====== Quoted passage ======
AI expands learning – but who sets the framework?

By George Gusewski
4 min read

Table of Contents

My observation is that AI greatly expands learning – it enables deeper understanding and new connections. A bit like the Wikipedia moment, when you suddenly had access to collectively formulated knowledge articles. Do you remember? That feeling when a topic interests you and you suddenly jump from article to article, getting deeper and deeper, more and more connected?

AI has expanded this even further. Now I can not only read, but also ask questions. Not just consume, but delve deeper through dialogue. I can explore connections that I would not have seen before. The expansion is enormous.

At the same time, I realise that this expansion makes structured learning even more important. The contextualisation of content and topics is crucial for acquiring sound knowledge.

Expansion as a challenge

When everything is possible, the question ‘What is relevant to me?’ becomes a core competence. The sheer availability of information and explanations does not automatically mean that we learn better. Initially, it only means that we can do more – if we know how.

This is where a concept comes into play that has been on my mind for some time: biographicality. The Göttingen-based education researcher Peter Alheit coined this term. He uses it to describe our ability to connect our own experiences to new challenges and thereby continuously develop individual solutions.

Biographicity means that your life story is your learning potential. What you have experienced, how you have learned, what successes and failures you have had – all of this structures how you absorb new knowledge today. Your biography is not just the past. It is both a filter and a resource.

And this is precisely where the opportunity – and the challenge – of AI in learning lies.

Biography as a learning framework

When I learn with AI, I bring my entire learning biography with me. My previous experiences, my knowledge gaps, my way of thinking. The AI knows nothing about this at first. It responds to my questions, but it doesn't know my context.

This means that I have to provide the framework. I have to know what I am looking for. I have to ask my questions in such a way that they help me progress – not just lead me into the next flood of information.

Alheit distinguishes between three ways in which biography and learning interact:

  • Biography as background: My existing experiential knowledge influences all learning processes, often unconsciously.
  • Biography as a field of learning: I actively contribute my experiences and use them as material.
====== Data provided ======
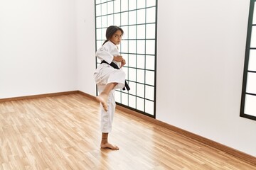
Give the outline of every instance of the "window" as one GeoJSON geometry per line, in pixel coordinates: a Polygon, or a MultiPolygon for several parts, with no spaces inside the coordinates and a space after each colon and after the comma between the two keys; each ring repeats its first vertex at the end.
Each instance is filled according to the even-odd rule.
{"type": "Polygon", "coordinates": [[[251,0],[240,116],[256,120],[256,0],[251,0]]]}
{"type": "MultiPolygon", "coordinates": [[[[95,0],[96,50],[110,26],[124,32],[119,45],[131,90],[117,90],[116,102],[155,118],[156,0],[95,0]]],[[[100,61],[97,60],[97,66],[100,61]]]]}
======
:: Problems and tasks ::
a - Answer these from the piece on AI and learning:
(i) What earlier moment does the author compare AI's expansion of learning to?
(ii) Which education researcher coined the term the author says has been on their mind for some time?
(iii) According to the piece, a person's biography is both what two things?
b - Reproduce the piece on AI and learning, starting with "By George Gusewski" and going on through "and more connected?".
c - Write the next part of the piece on AI and learning, picking up from the point where it stops.

:: Responses in order ::
a -
(i) The Wikipedia moment, when people suddenly had access to collectively formulated knowledge articles.
(ii) Peter Alheit, the Göttingen-based education researcher.
(iii) A filter and a resource.

b -
By George Gusewski
4 min read

Table of Contents

My observation is that AI greatly expands learning – it enables deeper understanding and new connections. A bit like the Wikipedia moment, when you suddenly had access to collectively formulated knowledge articles. Do you remember? That feeling when a topic interests you and you suddenly jump from article to article, getting deeper and deeper, more and more connected?

c -
  • Biography as an object: I reflect on my life story and thereby open up new areas of development.

For learning with AI, this means that the more aware I am of my own learning biography, the more purposefully I can use AI as a tool. Without this awareness, there is a risk of arbitrariness – lots of information, little understanding.

Learning as identity work

This is where a second thought comes into play that preoccupies me. Harvard researcher Herminia Ibarra has shown with her concept of ‘working identity’ that professional change is always also a transformation of identity.

A career change – or even just learning new skills for your current job – is not simply ‘skill acquisition’. It is the exploration of possible selves. Ibarra talks about ‘possible selves’ that we try out before we know who we want to become.

That may sound like a big question for ‘How do I use AI for learning?’. But I think that's exactly the point:

If AI enables us to learn everything, we have to decide who we want to become.

This is not a technical question. It is a biographical question. A question of identity.

Ibarra recommends not planning, but experimenting. Trying small experiments, exploring new networks, retelling your own story. This fits surprisingly well with the question of how we should use AI in learning:

  • Experiment instead of perfecting: Try out how you learn with AI. There is no ‘right’ way.
  • Context before information: First ask yourself why you want to learn something before you ask what.
  • Narratives instead of facts: Link new knowledge to your story. What does that mean for you?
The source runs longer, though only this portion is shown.